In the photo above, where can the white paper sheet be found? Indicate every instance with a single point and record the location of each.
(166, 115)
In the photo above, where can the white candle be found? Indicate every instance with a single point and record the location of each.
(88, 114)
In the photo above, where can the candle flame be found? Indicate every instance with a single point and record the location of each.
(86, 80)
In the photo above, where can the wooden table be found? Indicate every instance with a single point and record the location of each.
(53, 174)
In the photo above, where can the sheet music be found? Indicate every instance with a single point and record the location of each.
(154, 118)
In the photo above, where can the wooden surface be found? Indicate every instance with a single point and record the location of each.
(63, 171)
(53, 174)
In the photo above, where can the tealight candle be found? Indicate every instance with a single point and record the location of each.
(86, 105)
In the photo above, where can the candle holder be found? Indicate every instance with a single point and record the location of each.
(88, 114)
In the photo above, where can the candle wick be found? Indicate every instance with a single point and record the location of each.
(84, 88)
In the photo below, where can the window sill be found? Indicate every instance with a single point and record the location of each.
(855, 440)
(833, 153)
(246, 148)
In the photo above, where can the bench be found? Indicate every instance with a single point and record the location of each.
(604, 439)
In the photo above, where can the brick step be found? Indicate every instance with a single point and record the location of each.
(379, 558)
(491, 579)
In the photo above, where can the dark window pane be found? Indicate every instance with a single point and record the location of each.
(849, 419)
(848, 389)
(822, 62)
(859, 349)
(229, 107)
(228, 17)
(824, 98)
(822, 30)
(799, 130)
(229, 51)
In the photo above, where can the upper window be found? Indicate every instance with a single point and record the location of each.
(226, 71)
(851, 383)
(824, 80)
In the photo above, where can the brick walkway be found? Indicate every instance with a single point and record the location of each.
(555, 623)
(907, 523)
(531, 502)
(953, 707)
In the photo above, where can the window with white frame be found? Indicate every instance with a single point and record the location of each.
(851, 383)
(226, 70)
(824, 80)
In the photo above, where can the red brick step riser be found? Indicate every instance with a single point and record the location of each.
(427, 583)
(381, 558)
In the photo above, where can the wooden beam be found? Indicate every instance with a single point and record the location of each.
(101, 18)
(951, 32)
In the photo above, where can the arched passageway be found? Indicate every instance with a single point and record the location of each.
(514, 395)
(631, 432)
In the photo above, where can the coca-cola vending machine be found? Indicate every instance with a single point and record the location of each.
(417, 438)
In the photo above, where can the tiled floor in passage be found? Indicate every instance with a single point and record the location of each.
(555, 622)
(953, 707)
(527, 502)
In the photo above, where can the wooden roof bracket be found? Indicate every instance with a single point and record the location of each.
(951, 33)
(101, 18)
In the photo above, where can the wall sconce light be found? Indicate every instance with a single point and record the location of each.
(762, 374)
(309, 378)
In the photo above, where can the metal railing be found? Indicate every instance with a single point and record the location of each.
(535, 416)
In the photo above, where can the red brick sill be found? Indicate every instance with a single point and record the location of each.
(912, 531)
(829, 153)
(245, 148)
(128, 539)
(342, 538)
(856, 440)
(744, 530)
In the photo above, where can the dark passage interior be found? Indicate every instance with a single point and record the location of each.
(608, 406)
......
• [Directions for this task]: The entire listing is to be printed once more, word for word.

• [Task solution]:
In the photo above, where can the white paper sheet be found? Indicate every instance with a single point and record the location of each.
(166, 115)
In the photo above, where can the white candle be found? Indicate every instance with a single point and record the location of each.
(88, 114)
In the photo above, where can the candle flame be found? Indicate every instance with a single point and record the location of each.
(86, 80)
In the photo above, where can the wooden table be found? Indicate every instance with a single point and record the location of each.
(53, 174)
In the photo above, where can the sheet music be found? Indicate every instance with a single point and record the location of each.
(154, 118)
In the photo above, where can the wooden surface be found? Indicate every instance with a single point and record the location of each.
(63, 171)
(53, 174)
In the photo above, where can the tealight candle be found? Indicate every instance with a single point and record the location of each.
(86, 105)
In the photo above, where can the candle holder be found? Indicate every instance with a single point and record the location of each.
(88, 114)
In the photo above, where can the candle wick be found? Indicate every instance with a single point and record the location of each.
(84, 88)
In the photo below, where can the window sill be found? Indicate every instance with a single point and record the location of each.
(855, 440)
(833, 153)
(246, 148)
In the photo above, where can the bench be found? Indicate every instance with a single point and record the location of each.
(604, 439)
In the photo above, where can the brick step be found? Indicate every instance with a single point and record the location of each.
(379, 558)
(491, 579)
In the photo above, where can the dark window pane be found? Indicate every instance with a single point and record the location of each.
(849, 419)
(848, 389)
(822, 62)
(859, 349)
(229, 107)
(228, 17)
(824, 98)
(822, 30)
(799, 130)
(229, 51)
In the photo above, where can the upper window be found? Indicate every instance with a single point and record the location of each.
(226, 71)
(851, 383)
(824, 80)
In the photo above, where can the brick walkway be found? Indicate every instance with a single point and record the location of each.
(555, 623)
(907, 523)
(531, 502)
(953, 707)
In the photo above, where can the window with white frame be found? Indicate every instance with a single point and record the location of each.
(851, 383)
(226, 70)
(824, 80)
In the photo above, where can the red brick step riser be found? Indicate every instance with a single point and record the location of each.
(427, 583)
(381, 558)
In the photo above, where can the wooden beam be found? Indicate every instance with a single point and record the location of each.
(101, 18)
(951, 32)
In the photo above, where can the arched passageway be found? Indicate every instance with a single point and record the location of each.
(514, 395)
(631, 432)
In the photo above, where can the coca-cola vending machine be found? Indicate every instance with a single point and record the location of each.
(417, 438)
In the photo above, where can the tiled floor in passage be found? Indicate every instance with a single point and record the location of each.
(555, 622)
(953, 707)
(527, 502)
In the photo above, where can the wooden roof bracket be found? Indicate every instance with a single point and record the location of each.
(951, 33)
(101, 18)
In the photo above, where can the wall sconce light be found? Indicate every instance with a single point and record the location of each.
(762, 374)
(309, 378)
In the photo above, where can the metal railing be found? Indicate every instance with a single point and record the location of each.
(535, 416)
In the photo above, where can the red brick sill be found? Indicate every instance with a single point and record the location of each.
(912, 531)
(829, 153)
(245, 148)
(128, 539)
(342, 538)
(856, 440)
(744, 530)
In the photo above, where can the dark passage interior be found? Indicate every instance with a single point and record the location of each.
(608, 406)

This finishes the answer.